▶ WORK TO DO
Turn everything from the line containing "For every instance of the thin" down to the end of the listing into a numbered list, skipping any blank lines. Leave out all other parts of the listing.

======== SUPPLIED RECORDS ========

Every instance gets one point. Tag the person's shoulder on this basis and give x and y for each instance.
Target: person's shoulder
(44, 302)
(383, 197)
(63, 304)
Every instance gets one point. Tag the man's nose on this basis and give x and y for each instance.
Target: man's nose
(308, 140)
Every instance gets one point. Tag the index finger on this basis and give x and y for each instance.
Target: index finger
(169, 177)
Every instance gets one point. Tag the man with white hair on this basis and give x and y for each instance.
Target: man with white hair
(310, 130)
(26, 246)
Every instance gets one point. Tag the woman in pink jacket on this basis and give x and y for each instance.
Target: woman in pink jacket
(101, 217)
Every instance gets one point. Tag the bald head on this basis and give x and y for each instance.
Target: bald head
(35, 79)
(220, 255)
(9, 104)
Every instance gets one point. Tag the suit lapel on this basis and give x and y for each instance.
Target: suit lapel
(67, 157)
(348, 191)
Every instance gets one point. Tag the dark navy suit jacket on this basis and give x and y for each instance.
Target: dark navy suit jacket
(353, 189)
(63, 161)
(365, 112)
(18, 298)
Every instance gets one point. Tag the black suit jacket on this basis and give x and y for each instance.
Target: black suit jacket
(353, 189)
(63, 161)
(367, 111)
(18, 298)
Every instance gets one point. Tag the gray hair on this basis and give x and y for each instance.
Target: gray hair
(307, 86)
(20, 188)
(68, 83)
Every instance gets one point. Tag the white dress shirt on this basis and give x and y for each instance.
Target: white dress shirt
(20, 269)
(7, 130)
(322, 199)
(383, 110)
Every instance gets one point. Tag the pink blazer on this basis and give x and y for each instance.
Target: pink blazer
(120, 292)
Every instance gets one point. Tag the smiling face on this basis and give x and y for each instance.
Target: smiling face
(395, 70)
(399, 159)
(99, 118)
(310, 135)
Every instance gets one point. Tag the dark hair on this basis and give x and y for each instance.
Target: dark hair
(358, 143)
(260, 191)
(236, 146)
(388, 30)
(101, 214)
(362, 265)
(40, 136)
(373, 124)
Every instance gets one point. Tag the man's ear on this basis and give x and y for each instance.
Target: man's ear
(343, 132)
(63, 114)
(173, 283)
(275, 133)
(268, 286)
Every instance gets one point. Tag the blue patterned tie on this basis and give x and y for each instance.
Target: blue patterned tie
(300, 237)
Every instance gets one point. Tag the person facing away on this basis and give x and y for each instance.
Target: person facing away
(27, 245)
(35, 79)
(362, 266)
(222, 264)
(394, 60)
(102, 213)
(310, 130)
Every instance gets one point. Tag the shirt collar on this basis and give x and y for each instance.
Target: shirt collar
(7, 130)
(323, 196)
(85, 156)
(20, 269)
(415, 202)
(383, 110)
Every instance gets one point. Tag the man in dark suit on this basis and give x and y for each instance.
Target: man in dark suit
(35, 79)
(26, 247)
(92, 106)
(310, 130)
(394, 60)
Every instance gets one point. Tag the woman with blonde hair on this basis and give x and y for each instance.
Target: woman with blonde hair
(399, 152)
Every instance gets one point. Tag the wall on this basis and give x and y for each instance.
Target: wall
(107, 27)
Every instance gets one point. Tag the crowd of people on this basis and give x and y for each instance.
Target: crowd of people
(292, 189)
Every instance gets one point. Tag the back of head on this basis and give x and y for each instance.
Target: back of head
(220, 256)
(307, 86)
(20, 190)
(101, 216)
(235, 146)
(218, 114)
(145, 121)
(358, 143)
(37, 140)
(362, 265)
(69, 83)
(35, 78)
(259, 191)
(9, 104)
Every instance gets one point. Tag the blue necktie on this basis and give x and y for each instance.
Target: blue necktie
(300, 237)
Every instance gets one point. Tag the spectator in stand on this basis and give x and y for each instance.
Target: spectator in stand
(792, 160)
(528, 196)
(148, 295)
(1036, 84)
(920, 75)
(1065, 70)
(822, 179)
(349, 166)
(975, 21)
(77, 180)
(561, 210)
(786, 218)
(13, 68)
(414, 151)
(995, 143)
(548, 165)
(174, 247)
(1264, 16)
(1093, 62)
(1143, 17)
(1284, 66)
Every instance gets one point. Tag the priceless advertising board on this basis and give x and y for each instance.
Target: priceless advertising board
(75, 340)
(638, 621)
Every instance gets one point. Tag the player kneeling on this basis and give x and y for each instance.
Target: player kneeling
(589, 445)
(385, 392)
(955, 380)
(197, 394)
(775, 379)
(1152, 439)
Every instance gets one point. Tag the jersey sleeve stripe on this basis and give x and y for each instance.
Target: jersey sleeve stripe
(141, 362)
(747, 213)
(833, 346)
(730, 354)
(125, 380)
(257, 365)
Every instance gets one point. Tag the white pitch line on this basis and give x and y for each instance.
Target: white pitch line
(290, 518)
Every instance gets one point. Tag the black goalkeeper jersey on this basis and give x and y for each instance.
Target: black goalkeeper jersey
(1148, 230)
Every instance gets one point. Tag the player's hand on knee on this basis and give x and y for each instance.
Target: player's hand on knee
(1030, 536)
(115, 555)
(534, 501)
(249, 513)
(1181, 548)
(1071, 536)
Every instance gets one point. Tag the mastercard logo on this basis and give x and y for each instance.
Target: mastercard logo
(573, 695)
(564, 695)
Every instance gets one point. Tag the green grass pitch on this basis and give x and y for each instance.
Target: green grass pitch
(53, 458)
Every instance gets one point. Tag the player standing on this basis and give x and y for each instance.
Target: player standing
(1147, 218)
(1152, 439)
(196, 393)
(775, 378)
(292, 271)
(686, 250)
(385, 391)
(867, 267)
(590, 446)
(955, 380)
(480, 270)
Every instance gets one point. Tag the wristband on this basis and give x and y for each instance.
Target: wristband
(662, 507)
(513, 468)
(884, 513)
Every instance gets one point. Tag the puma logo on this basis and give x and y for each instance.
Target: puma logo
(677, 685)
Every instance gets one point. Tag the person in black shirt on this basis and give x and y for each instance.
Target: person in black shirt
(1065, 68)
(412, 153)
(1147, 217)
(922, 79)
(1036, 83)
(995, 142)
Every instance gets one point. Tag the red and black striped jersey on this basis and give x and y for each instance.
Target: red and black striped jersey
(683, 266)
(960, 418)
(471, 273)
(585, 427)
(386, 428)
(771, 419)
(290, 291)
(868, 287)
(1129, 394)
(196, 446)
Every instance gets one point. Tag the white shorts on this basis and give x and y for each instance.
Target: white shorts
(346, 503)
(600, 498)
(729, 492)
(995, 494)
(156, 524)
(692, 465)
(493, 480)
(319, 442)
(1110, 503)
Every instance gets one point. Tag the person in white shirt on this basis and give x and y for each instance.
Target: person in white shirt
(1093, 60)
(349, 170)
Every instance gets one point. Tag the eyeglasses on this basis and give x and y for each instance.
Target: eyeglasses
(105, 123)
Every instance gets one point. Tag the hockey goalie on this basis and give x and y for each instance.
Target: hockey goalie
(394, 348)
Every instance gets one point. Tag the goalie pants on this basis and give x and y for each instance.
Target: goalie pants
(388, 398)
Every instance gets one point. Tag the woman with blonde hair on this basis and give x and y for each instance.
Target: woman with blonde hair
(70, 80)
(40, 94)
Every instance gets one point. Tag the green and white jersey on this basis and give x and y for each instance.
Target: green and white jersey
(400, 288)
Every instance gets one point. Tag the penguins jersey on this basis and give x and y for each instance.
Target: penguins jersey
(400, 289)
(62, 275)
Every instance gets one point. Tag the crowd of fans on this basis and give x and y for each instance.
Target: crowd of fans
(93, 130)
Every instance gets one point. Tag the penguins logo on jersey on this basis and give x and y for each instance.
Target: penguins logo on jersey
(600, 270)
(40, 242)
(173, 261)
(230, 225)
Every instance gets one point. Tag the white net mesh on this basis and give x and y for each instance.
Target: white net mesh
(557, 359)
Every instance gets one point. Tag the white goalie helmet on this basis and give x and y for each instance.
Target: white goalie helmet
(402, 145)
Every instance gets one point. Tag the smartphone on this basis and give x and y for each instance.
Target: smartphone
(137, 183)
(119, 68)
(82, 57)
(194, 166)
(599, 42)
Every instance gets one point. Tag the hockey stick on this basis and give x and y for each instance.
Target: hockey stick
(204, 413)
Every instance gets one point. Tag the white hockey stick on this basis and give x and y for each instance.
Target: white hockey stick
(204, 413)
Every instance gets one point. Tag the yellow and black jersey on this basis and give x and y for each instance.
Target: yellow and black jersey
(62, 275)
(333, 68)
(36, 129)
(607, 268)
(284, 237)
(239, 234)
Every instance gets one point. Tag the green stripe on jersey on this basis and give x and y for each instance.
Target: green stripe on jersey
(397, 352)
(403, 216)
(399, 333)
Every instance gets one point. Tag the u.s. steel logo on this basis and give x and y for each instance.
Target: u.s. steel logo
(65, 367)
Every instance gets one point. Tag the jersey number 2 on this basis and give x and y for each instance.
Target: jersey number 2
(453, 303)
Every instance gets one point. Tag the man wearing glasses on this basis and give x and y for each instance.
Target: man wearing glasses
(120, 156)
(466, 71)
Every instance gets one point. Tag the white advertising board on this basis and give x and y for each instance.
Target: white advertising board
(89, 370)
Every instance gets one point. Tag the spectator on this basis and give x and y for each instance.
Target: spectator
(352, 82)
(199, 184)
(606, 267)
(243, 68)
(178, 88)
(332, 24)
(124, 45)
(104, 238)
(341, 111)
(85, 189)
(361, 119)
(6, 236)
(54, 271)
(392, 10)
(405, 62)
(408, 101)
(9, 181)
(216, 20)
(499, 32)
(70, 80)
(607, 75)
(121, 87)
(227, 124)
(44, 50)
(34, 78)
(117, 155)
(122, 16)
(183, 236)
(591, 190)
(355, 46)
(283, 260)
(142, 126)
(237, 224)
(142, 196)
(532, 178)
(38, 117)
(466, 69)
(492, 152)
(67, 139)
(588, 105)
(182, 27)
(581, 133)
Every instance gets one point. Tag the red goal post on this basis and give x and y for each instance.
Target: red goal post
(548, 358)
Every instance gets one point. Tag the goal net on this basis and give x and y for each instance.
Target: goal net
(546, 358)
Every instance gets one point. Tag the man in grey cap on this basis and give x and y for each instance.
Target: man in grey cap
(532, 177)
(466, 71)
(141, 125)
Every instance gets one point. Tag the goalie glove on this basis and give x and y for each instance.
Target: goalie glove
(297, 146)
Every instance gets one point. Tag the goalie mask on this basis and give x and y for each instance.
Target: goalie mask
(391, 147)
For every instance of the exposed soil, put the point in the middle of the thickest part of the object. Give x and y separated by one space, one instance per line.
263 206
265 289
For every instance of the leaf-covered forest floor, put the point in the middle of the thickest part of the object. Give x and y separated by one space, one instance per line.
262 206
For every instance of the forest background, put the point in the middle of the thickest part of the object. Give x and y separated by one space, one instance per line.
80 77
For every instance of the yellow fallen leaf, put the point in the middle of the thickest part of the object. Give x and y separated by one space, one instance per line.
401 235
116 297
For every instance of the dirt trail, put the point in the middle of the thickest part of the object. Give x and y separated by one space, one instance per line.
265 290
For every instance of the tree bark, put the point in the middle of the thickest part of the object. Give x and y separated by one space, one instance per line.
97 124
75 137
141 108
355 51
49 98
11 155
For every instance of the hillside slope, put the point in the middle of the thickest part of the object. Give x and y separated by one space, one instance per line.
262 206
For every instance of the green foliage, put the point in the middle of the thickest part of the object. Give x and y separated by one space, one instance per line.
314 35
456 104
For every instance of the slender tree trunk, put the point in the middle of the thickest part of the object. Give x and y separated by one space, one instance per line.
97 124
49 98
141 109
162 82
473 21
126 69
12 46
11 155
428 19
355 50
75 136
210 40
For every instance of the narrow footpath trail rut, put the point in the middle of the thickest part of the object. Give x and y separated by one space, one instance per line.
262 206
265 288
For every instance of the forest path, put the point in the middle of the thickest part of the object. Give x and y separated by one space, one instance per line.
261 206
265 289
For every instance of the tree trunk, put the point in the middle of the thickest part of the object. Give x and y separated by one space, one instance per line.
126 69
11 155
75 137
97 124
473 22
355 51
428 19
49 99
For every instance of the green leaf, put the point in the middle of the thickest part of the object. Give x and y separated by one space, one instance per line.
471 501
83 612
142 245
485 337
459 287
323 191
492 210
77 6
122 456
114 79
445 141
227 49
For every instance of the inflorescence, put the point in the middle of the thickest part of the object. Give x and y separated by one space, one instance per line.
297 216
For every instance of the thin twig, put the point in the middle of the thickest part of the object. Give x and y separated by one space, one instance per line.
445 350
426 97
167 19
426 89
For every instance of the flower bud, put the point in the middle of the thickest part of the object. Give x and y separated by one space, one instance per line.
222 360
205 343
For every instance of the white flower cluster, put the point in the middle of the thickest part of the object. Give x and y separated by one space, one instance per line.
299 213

========

▶ EXERCISE RESPONSE
1. For every instance of the thin twig, put the point in the middle of the thickest part of the object. Give x and y separated by one space, one instance per line.
2. 445 350
3. 426 97
4. 167 19
5. 426 89
6. For every instance of the flower bud, put the point in the middle of the thickest part of the object. Give x and y separated by one space, one instance per line.
7. 222 360
8. 205 343
9. For every instance of the white flower cluster, put the point in the middle of the thickest part of the object. Give x and y separated by one space, one instance per line.
10. 299 213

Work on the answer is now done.